Turn every line of the rows below into a JSON list of strings, one string per line, skipping blank lines. Leave the pictures out of your answer.

Data for processing

######

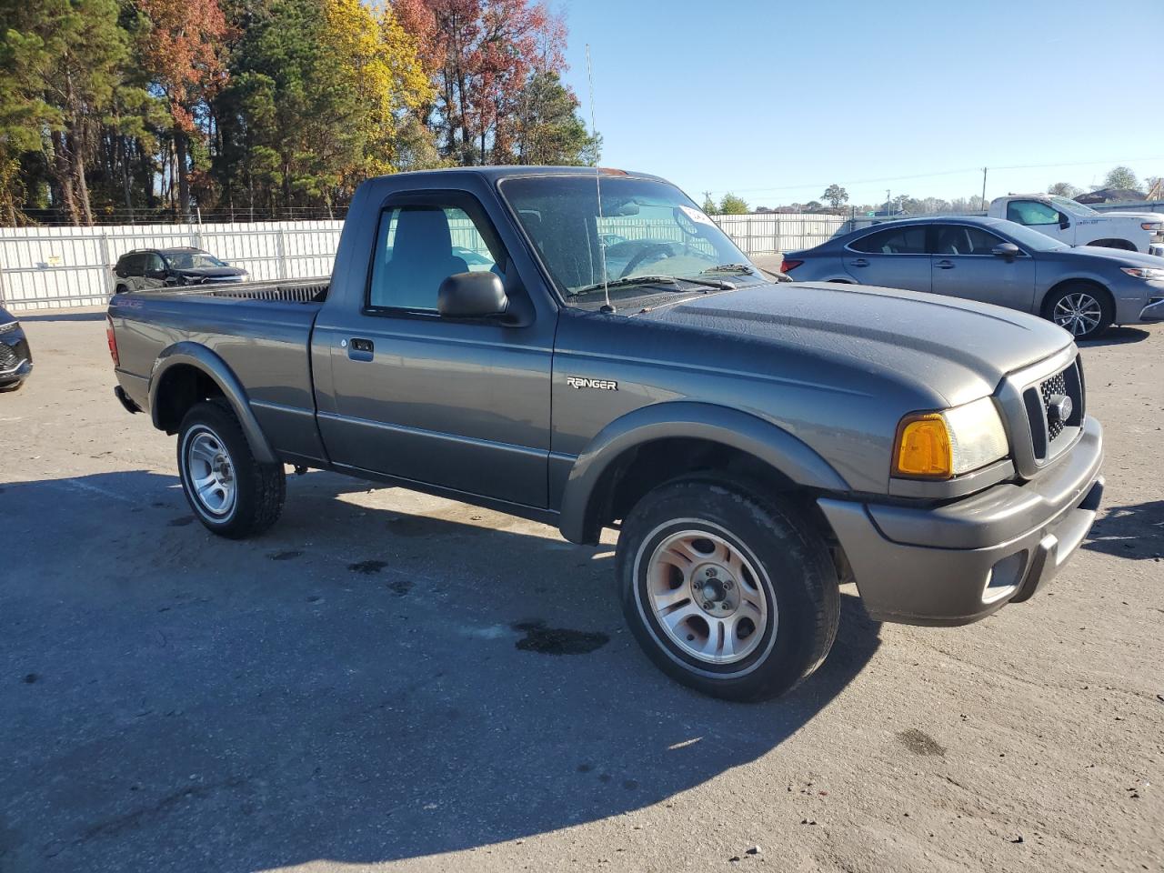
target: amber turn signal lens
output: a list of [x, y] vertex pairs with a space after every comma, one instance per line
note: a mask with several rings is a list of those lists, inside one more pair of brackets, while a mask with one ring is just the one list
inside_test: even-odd
[[894, 473], [932, 478], [950, 478], [953, 475], [953, 450], [942, 416], [917, 416], [901, 423]]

######

Written answer
[
  "target: amber turn signal lens",
  "output: a list of [x, y] vertex pairs with a space after every comma, one instance per line",
  "note: a mask with several rings is a list of those lists, inside one more pair of brackets, while a mask with one ring is just the one list",
  "inside_test: even-odd",
  "[[894, 473], [932, 478], [950, 478], [953, 475], [953, 450], [942, 416], [917, 416], [901, 423]]"
]